- Your assignment -
This calls for a verbatim copy of all the data, with no images carried over.

[Saved data entries]

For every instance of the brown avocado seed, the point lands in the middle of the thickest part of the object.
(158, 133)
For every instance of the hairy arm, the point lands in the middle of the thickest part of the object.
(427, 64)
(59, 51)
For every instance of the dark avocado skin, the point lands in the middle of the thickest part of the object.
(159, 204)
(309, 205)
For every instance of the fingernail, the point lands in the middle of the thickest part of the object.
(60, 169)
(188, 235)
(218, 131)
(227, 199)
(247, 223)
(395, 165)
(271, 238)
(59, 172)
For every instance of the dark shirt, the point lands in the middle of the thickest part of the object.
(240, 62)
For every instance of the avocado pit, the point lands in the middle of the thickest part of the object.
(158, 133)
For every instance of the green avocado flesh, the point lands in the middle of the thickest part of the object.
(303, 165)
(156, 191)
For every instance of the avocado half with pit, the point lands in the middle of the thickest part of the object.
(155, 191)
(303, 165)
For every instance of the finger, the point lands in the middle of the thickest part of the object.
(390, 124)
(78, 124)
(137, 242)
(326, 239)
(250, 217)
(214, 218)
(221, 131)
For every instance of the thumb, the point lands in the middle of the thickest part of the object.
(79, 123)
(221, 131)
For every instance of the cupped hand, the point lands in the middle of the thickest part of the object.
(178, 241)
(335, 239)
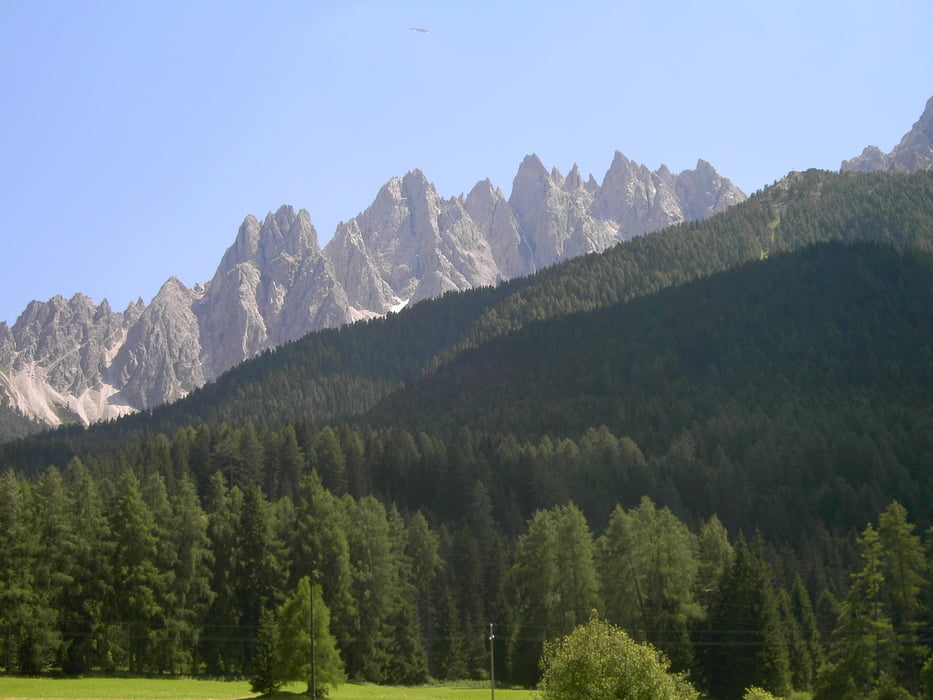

- Final answer -
For every instance of the brown avocado seed, the point lands in the middle of the thickest part of the object.
(158, 133)
For every instance of the hairy arm, the point lands in the middle of the thickest part of the object.
(427, 64)
(59, 51)
For every instance of the dark avocado skin, the point lands in the middle of the thickest part of the object.
(159, 204)
(309, 205)
For every instance of the fingernail, the point lands in the middle of the thickest part of the object.
(60, 169)
(188, 235)
(218, 131)
(227, 199)
(247, 223)
(395, 165)
(271, 238)
(59, 172)
For every instance of the dark shirt, the point lands in the middle of the thickest part of the object.
(240, 62)
For every instance of the avocado pit, the point lands in the middle of the thickest part of the object.
(158, 133)
For every instance of the green avocado flesh, the point lands in the middle of the thickest part of the object.
(303, 165)
(156, 191)
For every instance of the avocado half with pit, the point lands in the middle of the thickest part of the object.
(155, 191)
(303, 165)
For every instance of the finger, the point lands in the middle of the thickest part of the object.
(390, 124)
(78, 124)
(137, 242)
(326, 239)
(250, 217)
(214, 218)
(221, 131)
For every instance of the thumb, the point lands in the middle of the thickest part of the object.
(79, 123)
(221, 131)
For every instance of the cupped hand, the point lands in the middle of the thickest part of the object.
(178, 241)
(335, 239)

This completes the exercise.